__WORK TO BE COMPLETED__: Write out the records below line for line, without any change, and omit the pictures.

__SUPPLIED DATA__:
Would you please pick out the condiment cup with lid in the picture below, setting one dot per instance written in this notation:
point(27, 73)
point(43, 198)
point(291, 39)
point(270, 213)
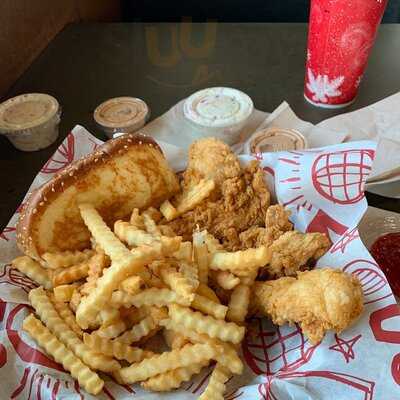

__OUTPUT OF THE EXERCISE__:
Would you please pick out the condiment cup with lid in the picture below, setting one dot per instance written in this notation:
point(27, 73)
point(43, 198)
point(291, 39)
point(270, 213)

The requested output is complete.